Records from a data collection
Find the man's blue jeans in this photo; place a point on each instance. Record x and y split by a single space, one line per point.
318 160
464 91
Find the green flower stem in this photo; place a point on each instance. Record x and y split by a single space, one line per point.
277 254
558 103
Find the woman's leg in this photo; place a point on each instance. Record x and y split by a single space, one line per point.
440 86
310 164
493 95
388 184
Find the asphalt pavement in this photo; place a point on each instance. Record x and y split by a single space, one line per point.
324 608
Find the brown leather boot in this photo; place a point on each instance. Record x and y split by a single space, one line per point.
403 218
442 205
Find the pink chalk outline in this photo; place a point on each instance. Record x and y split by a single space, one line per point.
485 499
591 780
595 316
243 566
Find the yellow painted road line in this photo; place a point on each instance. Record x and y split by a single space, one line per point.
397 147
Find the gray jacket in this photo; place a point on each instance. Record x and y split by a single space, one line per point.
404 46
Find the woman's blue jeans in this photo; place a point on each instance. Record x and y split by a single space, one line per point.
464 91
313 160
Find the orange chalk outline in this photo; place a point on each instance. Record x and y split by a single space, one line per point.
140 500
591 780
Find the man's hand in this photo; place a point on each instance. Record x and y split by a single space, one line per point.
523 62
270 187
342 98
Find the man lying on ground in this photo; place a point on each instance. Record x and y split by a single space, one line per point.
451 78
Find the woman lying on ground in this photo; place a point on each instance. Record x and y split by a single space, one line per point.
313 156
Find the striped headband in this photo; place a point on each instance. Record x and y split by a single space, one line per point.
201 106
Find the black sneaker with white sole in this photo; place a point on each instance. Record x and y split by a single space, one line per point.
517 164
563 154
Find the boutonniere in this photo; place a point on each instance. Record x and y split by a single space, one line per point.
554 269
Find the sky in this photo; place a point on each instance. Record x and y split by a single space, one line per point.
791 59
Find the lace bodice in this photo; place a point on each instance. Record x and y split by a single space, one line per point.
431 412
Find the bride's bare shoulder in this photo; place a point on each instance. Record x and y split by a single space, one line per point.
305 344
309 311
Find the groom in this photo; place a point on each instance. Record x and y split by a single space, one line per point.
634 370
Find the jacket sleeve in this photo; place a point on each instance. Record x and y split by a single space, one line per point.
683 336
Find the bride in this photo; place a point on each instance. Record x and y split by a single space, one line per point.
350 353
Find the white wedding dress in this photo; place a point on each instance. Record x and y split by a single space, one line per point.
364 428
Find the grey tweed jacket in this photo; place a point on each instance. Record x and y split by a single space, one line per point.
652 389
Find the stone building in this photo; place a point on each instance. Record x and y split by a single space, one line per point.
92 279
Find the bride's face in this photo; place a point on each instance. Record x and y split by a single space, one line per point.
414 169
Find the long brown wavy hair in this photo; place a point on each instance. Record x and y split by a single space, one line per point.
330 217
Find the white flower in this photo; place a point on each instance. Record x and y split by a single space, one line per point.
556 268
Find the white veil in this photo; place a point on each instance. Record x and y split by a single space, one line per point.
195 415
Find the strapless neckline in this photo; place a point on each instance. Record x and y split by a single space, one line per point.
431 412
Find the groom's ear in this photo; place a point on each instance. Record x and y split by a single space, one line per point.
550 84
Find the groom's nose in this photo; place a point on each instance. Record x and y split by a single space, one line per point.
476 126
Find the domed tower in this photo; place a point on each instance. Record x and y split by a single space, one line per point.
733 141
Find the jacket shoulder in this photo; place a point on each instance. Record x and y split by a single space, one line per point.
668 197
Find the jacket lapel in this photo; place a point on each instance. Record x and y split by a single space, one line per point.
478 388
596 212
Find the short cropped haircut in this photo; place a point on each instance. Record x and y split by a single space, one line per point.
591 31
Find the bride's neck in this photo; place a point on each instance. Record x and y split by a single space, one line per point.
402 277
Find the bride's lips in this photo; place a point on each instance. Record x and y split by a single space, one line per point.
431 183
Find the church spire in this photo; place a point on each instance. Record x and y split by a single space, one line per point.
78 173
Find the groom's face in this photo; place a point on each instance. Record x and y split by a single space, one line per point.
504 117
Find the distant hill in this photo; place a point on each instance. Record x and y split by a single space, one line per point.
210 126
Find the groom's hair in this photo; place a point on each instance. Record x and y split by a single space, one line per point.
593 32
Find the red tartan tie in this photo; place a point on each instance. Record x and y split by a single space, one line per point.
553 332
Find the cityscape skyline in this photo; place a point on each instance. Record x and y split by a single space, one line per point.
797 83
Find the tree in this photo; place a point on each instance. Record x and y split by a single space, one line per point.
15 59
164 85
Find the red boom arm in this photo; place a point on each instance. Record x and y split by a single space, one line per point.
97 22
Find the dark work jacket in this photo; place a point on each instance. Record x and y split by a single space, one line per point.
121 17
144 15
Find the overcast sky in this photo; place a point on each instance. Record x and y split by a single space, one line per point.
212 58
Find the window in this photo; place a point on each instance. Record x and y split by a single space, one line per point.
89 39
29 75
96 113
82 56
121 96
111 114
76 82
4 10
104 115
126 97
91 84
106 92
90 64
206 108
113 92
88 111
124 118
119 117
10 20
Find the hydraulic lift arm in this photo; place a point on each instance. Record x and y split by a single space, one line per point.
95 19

• Stated goal
Can you extract every line of the records above and reproduce each one word for word?

• Written solution
Find the man's blue jeans in this photo; place a point on each instance. Record x and y split by a single space, one line per point.
318 160
464 91
Find the green flower stem in this photo; place a point on each instance. Record x and y split by a single space, one line per point.
277 254
558 103
Find the woman's leg in this photo; place a point on each instance. Record x and y split by a single space, one line per point.
440 86
310 164
493 95
388 184
Find the asphalt pavement in this photo; place a point on each instance. Record x and y split by a single space, one line per point.
324 608
Find the brown leather boot in this photo; place a point on each instance. Record x and y split by a single space, one line per point.
403 218
442 205
Find the pink chalk outline in this photo; place a point on each instance. Record x and y split by a single space, one line per point.
485 499
591 780
595 316
243 566
Find the yellow painted road line in this photo; place a point on each instance. Record x and y split by a single space, one line per point.
397 147
Find the gray jacket in this photo; place a point on each instance. Record x and y split by a single space, one line per point.
404 46
Find the woman's blue jeans in this photo; place a point on each instance. Record x and y split by a single space, one line per point.
464 91
313 160
Find the orange chalk outline in this photo; place a point on each instance. Record x and y split by a single space, one line per point.
140 500
591 780
Find the man's hand in this photo; place a point on each instance. Record x and y split by a single space, one line per point.
523 62
270 187
342 98
Find the man lying on ground in this photo; place a point on each instance. Record x and y split by a single space, one line per point.
451 78
Find the woman lying on ground in this photo; place a point on each instance. Record x and y split by a single space, one line per point.
313 156
Find the striped headband in this photo; place a point on each instance. Record x and y split by a single space, one line per point.
201 106
Find the black sneaker with white sole in this photo; place a point on each instance. Record x and y split by a single space, one line per point.
517 164
563 154
Find the boutonniere in this photo; place a point on each instance. Record x and y split by a single space, one line per point.
554 269
Find the sky in this photo; place a point on each instance. Record x and y split by a single space, one line per point.
791 59
Find the lace bodice in this photo; place a point on each instance. Record x and y split by a single space, one line per point.
431 412
Find the bride's bare shoulder in this photo; place a point on each instance. Record x and y split by a single space, one line per point.
305 344
309 311
Find the groom in this photo; place a point on each instance. Record x and y split by a single space, one line per point.
634 370
Find the jacket sleeve in this photo; place a point on each instance. Record x and y split by a single space, one line per point.
683 336
Find the bride in this photo; place a point on each instance. Record x and y split by a single space, one line per point.
350 353
Find the white wedding dress in this photo; place a point on each instance. Record x and y split by a single space, one line per point.
364 428
Find the grey tweed jacket in this photo; place a point on each instance. Record x and y split by a single space, one line per point.
652 389
Find the stone building in this photo; place a point on each instance. Record x and y split by a single space, one line per point.
92 279
Find the bride's face in this photo; place a point on each instance. Record x and y split by a single space, one line per point.
414 169
Find the long brown wavy hair in this photo; place a point on each instance. Record x and y split by a single space, one line per point.
330 217
Find the white flower in this photo; place a point on each instance. Record x and y split by a single space, one line per point.
556 268
Find the white veil in this photo; place a point on each instance. Record x and y split by a single space, one line per point.
195 415
Find the strapless neckline in this photo; place a point on each instance. Record x and y split by a single space, one line per point.
431 412
Find the groom's ear in this photo; place a point on each instance. Record x and y split by a single space, one line per point.
550 84
Find the groom's nose in this photo; place a point on each instance. Record x and y split by a single space, one line per point.
476 126
Find the domed tower in this photo; place a point on each instance. Record x and y split by a single space, one line per point.
733 141
Find the jacket shoulder in this photo; place a point on each instance. Record x and y split by a single space, one line per point.
668 197
Find the jacket lapel in this photo; place a point on each instance. Record x and y split by a single space, one line per point.
478 388
596 212
Find the short cropped haircut in this photo; place a point on each instance. Record x and y split by a single space, one line per point.
591 31
Find the bride's neck in this photo; place a point on each instance. Record x and y split by a single space, one line per point.
402 277
Find the bride's lips in this photo; place a point on each instance. Record x and y split by a single space, one line per point.
431 183
Find the church spire in this photo; place a point on each instance. Record x and y split by a single space, one line per point.
78 173
Find the groom's face in this photo; place a point on each instance. Record x and y split by a single space, one line per point.
504 117
Find the distant hill in this photo; place a point on each instance. Record x and y split by a single space, one line per point.
210 126
Find the groom's hair in this photo; place a point on each instance. Record x and y split by a single space, one line per point.
593 32
Find the red tartan tie in this photo; place a point on each instance. Record x and y split by a single space, one line per point.
553 332
Find the cityscape skyline in this photo; place a point on each instance. Record x and y split by a single space, one line per point.
797 83
Find the tree in this photo; place a point on each instance. Record x and y split by a single space, one line per point.
15 59
164 85
Find the red boom arm in this photo; place a point on each instance. Record x and y split by a single space, one line per point.
97 22
Find the dark work jacket in this photo; place a point on each instance. Record x and y split by a single space, one line per point.
121 17
144 15
Find the overcast sky in this photo; place a point on each instance. Record x and y split by a single space, one line per point.
212 58
Find the window in this photo; place a point on each instance. Record x and y split by a single space, one line per point.
89 39
29 75
96 113
82 56
121 96
111 114
76 82
4 10
104 115
126 97
91 84
106 92
90 64
206 108
113 92
88 111
124 118
119 117
10 20
Find the hydraulic lift arm in this photo; place a point on each instance. Record x and y split by a single space, one line per point.
95 19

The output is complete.